◆ Objetivo 1
Indique qué pueblos llegaron a la Península en la primera mitad del primer milenio, según el texto sobre los metales en la Península Ibérica que figura a continuación.

El uso de los metales se inició en el Próximo
Oriente desde el IV milenio. En primer lugar se utilizó el cobre,
metal abundante en la Península Ibérica, lo que contribuyó a que llegaran
pueblos procedentes del Mediterráneo oriental a las costas del sur y del
Levante en busca de metales.
Entre otras culturas, la metalurgia del
cobre (2.500-2.000) dio lugar a la de Los Millares, en Almería,
un poblado amurallado con monumentos megalíticos, que eran enterramientos
colectivos hechos a base de grandes losas.
En el III milenio de se
desarrolla en el Próximo Oriente la técnica del bronce (aleación de
estaño y cobre), ello animó al comercio a larga distancia y la Península, rica
en mineral de cobre y de estaño, se convirtió en uno de los polos de atracción
del mundo mediterráneo. Los hallazgos en la zona del sureste (Almería y Murcia)
indican el contacto con navegantes procedentes del Mediterráneo oriental. Entre
los poblados, que ha dado lugar a una cultura propia y ha influido en otras
zonas, está el de El Argar (Almería), entre el 1.700 y 1.300,
caracterizada por enterramientos individuales en fosas, donde al difunto le
acompaña su ajuar.
Otras construcciones megalíticas,
consideradas más tardías, están presentes en las Islas Baleares, con
formas diferentes a las ya apuntadas, como los talayots, las taulas y las
navetas.
III.
LA PENÍNSULA IBÉRICA DURANTE LA ANTIGÜEDAD. LA ENTRADA EN LA HISTORIA. LA EDAD DEL HIERRO (desde el
año 1.000 a. C.).
Durante el último milenio antes de
Cristo, la metalurgia del hierro (1.000 a. C.-época romana) llega a la
Península Ibérica desde Oriente a través de los pueblos celtas o indoeuropeos,
que entraron por los Pirineos, y de los fenicios y griegos, pueblos
colonizadores procedentes del Mediterráneo oriental.
De mediados de este milenio se tienen,
debidas a autores griegos, noticias escritas sobre la Península y con ellas se
producía la entrada de la Península Ibérica en la Historia.
En general, a lo largo de este último
milenio, se mezclan los rasgos propios de las culturas nativas con la
influencia cultural venida del exterior. Todo parece indicar una evolución
lenta en la que, sin embargo, las aportaciones exteriores fueron provocando un
nivel de civilización superior de los pueblos del sur y de la costa oriental
frente al de los pueblos del interior y del norte del país.
1. Las colonizaciones y
Tartessos.
En la primera mitad del primer milenio
llegan a la Península los fenicios, los griegos y los cartagineses. Estos
pueblos colonizadores buscaban aprovecharse de la riqueza en metales de la
Península, para ello fundaron establecimientos comerciales, llamados factorías,
como centros de intercambio de metales y otros productos.

◆ Líneas de datos
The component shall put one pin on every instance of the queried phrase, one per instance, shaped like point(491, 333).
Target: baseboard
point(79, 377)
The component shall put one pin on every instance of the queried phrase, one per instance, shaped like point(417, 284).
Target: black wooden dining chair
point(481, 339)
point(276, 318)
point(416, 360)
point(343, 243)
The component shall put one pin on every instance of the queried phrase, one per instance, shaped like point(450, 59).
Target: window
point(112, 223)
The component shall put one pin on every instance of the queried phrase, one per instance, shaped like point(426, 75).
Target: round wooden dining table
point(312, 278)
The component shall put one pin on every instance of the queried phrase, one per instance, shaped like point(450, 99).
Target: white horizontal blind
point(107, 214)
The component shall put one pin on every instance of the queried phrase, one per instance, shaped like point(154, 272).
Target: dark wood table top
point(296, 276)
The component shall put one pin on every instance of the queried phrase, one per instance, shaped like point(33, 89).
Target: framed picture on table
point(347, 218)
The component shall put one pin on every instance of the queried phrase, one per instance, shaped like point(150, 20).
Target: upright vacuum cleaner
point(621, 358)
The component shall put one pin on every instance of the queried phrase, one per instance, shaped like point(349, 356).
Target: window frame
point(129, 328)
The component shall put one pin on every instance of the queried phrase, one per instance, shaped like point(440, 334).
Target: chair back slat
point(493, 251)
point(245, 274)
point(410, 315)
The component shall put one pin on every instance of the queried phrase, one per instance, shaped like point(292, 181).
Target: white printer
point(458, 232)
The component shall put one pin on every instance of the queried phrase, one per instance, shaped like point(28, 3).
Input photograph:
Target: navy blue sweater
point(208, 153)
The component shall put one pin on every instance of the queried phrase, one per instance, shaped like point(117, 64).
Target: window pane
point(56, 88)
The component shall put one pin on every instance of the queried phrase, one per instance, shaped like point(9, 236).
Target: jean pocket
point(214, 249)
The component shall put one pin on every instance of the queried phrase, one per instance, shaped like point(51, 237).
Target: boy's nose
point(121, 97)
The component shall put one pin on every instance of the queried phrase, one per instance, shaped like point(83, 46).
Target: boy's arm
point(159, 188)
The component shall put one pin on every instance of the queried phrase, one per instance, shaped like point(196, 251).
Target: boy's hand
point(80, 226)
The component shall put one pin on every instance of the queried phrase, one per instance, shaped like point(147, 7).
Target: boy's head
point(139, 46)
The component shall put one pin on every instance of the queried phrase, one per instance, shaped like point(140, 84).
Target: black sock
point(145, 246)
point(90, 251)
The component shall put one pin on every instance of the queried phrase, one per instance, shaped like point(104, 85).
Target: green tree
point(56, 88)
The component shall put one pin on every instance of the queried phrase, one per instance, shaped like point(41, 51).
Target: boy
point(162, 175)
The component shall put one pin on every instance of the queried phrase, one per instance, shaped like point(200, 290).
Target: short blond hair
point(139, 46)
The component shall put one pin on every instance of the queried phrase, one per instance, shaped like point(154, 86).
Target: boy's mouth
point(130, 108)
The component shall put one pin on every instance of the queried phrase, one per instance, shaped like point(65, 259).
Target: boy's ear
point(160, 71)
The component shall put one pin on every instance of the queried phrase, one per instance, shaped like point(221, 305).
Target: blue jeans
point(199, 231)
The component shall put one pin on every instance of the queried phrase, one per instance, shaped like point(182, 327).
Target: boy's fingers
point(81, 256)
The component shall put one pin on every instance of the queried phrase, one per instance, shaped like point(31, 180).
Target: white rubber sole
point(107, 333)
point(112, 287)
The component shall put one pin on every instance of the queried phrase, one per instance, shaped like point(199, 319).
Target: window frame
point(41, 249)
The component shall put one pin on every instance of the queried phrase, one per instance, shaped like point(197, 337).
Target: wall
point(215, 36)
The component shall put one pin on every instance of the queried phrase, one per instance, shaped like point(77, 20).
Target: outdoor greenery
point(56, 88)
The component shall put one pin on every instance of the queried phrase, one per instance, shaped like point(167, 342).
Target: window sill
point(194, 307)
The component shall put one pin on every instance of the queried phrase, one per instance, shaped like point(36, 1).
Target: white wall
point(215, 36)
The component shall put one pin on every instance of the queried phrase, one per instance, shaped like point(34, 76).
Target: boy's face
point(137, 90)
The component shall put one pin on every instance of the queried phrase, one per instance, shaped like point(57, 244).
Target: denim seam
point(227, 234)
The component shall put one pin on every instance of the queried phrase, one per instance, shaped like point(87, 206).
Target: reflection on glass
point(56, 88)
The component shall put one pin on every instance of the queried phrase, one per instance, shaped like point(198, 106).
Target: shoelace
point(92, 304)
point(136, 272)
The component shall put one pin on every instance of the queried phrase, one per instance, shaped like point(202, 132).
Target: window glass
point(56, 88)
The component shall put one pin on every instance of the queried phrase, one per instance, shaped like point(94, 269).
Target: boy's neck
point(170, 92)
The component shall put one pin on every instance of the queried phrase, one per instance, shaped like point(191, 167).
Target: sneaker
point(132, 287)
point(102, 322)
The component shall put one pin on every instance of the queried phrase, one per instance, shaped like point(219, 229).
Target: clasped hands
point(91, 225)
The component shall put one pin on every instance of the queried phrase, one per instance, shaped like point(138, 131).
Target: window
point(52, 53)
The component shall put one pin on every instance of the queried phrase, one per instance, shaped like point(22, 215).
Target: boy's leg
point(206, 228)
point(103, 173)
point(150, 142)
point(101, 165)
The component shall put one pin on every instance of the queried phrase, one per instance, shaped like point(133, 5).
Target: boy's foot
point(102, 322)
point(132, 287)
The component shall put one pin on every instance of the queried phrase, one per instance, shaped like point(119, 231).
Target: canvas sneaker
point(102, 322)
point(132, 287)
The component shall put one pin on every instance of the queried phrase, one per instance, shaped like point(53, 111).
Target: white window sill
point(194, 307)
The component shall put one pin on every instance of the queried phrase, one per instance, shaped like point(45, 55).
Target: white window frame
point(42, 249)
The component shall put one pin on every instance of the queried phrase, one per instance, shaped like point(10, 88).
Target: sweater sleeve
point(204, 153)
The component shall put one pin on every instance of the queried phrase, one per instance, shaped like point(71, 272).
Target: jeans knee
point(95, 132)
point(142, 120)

◆ Objetivo 2
Extraiga del listado todas las líneas que contengan la palabra "sweater".

◆ Respuesta 1
Los fenicios, los griegos y los cartagineses.

◆ Respuesta 2
Target: navy blue sweater
Target: sweater sleeve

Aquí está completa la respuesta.